── Page text

● Having developed methods to measure the carbon footprint of machine-learning tools, Selvan aims to improve AI models to limit their impact on climate.
● Redesigned processing hardware as well as optimized software and software training can contribute to the drive to build high-performance AI tools with lower energy needs.
Is artificial intelligence (AI) adding to the problem of climate change or helping to find solutions to resolve it?
Raghavendra Selvan. As scientists, we aim to make greater use of high-performance tools, but without having them contribute to climate change. In our research, AI models enable us to resolve a wide variety of problems. For example, I am working with a number of climatologists on projects that employ AI for complex tasks like monitoring the development of insect populations with optical sensors, which we do to establish accurate indicators of changes in biodiversity. To this end, we have created machine-learning models that are capable of the unsupervised detection — that is to say without any human supervision — of species groups. Studies of this kind, when analysed in the context of climate change, enable us to be much more precise in our scientific evaluation of its impact. Given that we present AI as a tool for finding answers to environmental challenges, for example to improve climate modelling or optimise energy networks, it is also very important to ensure that it is energy efficient.
The amount of processing power needed to build new machine-learning models is doubling every six months
Why does AI have a much greater environmental impact than previous computer tools?
In the past, when we created computer translation tools, they were based on an understanding of the grammar and syntax of language pairs. Nowadays, we take existing data from both languages, and we ask the tool to deduce its own rules, which requires vast amounts of data and considerable processing power. When it comes to the construction of today’s machine learning models, the amount of processing power needed to build them is exponentially increasing, that is to say that it’s doubling every six months.
What consumes all of this energy?

────
── Records provided

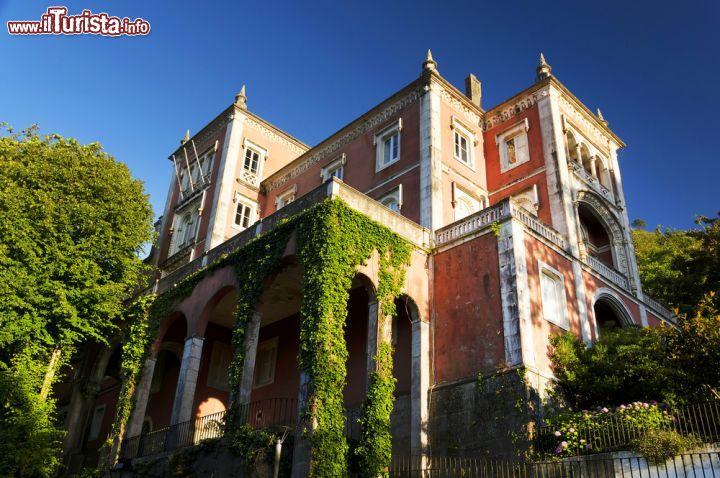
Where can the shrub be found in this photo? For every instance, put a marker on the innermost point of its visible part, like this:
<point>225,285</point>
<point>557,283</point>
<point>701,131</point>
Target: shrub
<point>660,445</point>
<point>574,433</point>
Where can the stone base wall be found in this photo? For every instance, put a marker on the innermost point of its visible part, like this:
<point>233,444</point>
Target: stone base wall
<point>490,416</point>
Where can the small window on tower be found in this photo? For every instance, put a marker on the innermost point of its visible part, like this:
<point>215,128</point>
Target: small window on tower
<point>244,214</point>
<point>513,144</point>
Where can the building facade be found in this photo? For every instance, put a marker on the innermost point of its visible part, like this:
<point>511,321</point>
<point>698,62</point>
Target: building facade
<point>519,229</point>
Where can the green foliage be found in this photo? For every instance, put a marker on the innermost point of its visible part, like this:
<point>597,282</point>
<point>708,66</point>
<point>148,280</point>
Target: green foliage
<point>575,433</point>
<point>622,366</point>
<point>658,446</point>
<point>333,240</point>
<point>72,223</point>
<point>680,267</point>
<point>375,448</point>
<point>29,440</point>
<point>250,444</point>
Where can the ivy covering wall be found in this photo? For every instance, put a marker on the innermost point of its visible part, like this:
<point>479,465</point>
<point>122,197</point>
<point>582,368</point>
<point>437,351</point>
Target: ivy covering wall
<point>332,241</point>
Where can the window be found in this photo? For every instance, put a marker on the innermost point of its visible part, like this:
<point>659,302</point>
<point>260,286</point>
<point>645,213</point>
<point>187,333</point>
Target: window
<point>244,213</point>
<point>335,169</point>
<point>252,163</point>
<point>219,364</point>
<point>96,424</point>
<point>285,198</point>
<point>265,362</point>
<point>464,203</point>
<point>463,144</point>
<point>553,296</point>
<point>393,199</point>
<point>513,145</point>
<point>387,143</point>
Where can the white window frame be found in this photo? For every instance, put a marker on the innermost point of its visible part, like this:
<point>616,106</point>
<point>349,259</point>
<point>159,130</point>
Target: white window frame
<point>246,175</point>
<point>379,142</point>
<point>332,167</point>
<point>393,195</point>
<point>501,140</point>
<point>241,200</point>
<point>462,195</point>
<point>285,197</point>
<point>559,291</point>
<point>220,359</point>
<point>270,345</point>
<point>96,422</point>
<point>461,130</point>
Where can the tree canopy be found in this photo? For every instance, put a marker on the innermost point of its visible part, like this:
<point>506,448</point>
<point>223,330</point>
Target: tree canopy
<point>680,267</point>
<point>73,222</point>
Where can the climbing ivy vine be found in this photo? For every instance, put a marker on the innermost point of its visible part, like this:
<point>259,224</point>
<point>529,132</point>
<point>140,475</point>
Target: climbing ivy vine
<point>332,241</point>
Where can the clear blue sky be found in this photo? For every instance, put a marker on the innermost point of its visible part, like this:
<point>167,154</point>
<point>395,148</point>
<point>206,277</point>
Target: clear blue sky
<point>312,66</point>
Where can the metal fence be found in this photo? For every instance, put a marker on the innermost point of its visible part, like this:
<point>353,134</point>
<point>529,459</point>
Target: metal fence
<point>271,413</point>
<point>613,432</point>
<point>688,465</point>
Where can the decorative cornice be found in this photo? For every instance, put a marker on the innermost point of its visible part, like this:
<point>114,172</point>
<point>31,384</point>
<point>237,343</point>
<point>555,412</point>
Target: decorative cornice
<point>470,115</point>
<point>514,108</point>
<point>316,154</point>
<point>273,135</point>
<point>585,126</point>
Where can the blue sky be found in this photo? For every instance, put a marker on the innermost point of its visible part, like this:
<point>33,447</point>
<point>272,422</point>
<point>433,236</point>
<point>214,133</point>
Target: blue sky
<point>312,66</point>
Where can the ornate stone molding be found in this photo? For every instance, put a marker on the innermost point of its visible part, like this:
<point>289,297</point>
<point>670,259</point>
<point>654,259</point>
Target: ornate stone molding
<point>274,135</point>
<point>370,123</point>
<point>584,125</point>
<point>466,112</point>
<point>611,222</point>
<point>513,109</point>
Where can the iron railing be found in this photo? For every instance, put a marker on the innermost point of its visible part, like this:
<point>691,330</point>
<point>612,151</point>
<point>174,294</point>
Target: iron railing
<point>688,465</point>
<point>614,432</point>
<point>271,413</point>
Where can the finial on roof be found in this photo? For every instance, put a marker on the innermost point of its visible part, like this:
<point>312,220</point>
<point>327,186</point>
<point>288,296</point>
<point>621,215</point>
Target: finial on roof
<point>543,70</point>
<point>601,119</point>
<point>241,98</point>
<point>429,63</point>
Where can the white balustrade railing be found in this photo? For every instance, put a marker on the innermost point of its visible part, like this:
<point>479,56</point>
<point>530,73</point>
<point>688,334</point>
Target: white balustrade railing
<point>536,225</point>
<point>473,223</point>
<point>592,181</point>
<point>608,272</point>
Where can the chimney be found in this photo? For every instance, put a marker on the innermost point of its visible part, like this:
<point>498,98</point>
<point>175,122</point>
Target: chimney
<point>473,90</point>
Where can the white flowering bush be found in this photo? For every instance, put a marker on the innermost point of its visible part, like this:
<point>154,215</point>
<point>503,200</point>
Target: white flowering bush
<point>603,429</point>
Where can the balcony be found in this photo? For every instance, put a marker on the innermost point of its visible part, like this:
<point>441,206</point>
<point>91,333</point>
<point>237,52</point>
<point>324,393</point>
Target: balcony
<point>592,181</point>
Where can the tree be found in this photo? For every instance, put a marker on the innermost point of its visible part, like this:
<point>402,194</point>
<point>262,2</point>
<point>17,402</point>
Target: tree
<point>72,224</point>
<point>624,365</point>
<point>680,267</point>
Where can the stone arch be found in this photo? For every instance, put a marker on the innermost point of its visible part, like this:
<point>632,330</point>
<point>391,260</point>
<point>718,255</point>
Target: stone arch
<point>572,146</point>
<point>606,301</point>
<point>594,205</point>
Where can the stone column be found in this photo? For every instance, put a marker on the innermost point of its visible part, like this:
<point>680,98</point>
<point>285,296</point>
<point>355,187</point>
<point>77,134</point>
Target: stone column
<point>187,379</point>
<point>420,384</point>
<point>81,406</point>
<point>142,394</point>
<point>252,333</point>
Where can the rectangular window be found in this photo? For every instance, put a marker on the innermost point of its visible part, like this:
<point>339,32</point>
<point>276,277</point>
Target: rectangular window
<point>552,290</point>
<point>244,215</point>
<point>219,363</point>
<point>96,424</point>
<point>393,199</point>
<point>265,362</point>
<point>463,143</point>
<point>335,169</point>
<point>285,198</point>
<point>252,163</point>
<point>513,144</point>
<point>387,143</point>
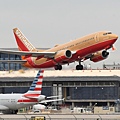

────

### Exercise set
- A) According to the interview on AI's climate impact, how often does the processing power needed to build new machine-learning models double?
- B) Please go on with the interview on AI's climate impact from its final question.

### Answers per task
- A) Every six months.

- B)
High-end graphics processors or GPUs, which have traditionally featured in gaming computers, can multiply matrices very quickly, but this requires a proportional increase in energy consumption: we have to train these models on server farms with hundreds and even thousands of GPUs. To give you an example, it took 188,000 kWh to train GPT3. That’s the equivalent of driving for 700,000 kilometres in an electric car. And that was just the energy required to train the model, not counting what is needed to use it. With hundreds of millions of people availing of the service, we can look forward to a huge increase in consumption. And it is impossible to make predictions on this point. In reality, the cost in terms of energy is probably much higher, because models have to be trained and retrained several times before they are fine-tuned. OpenAI has confirmed, for example, that the number of calculations it needs to perform doubles every three and half months.
How can the energy efficiency of machine-learning models be improved?
There are methods to scale down the size of machine-learning models. For example, we know that GPT3 has 175 billion parameters, but the reality is that this number can be reduced. We should also revamp large models to take into account the way are used, and adjust their design to optimize energy use.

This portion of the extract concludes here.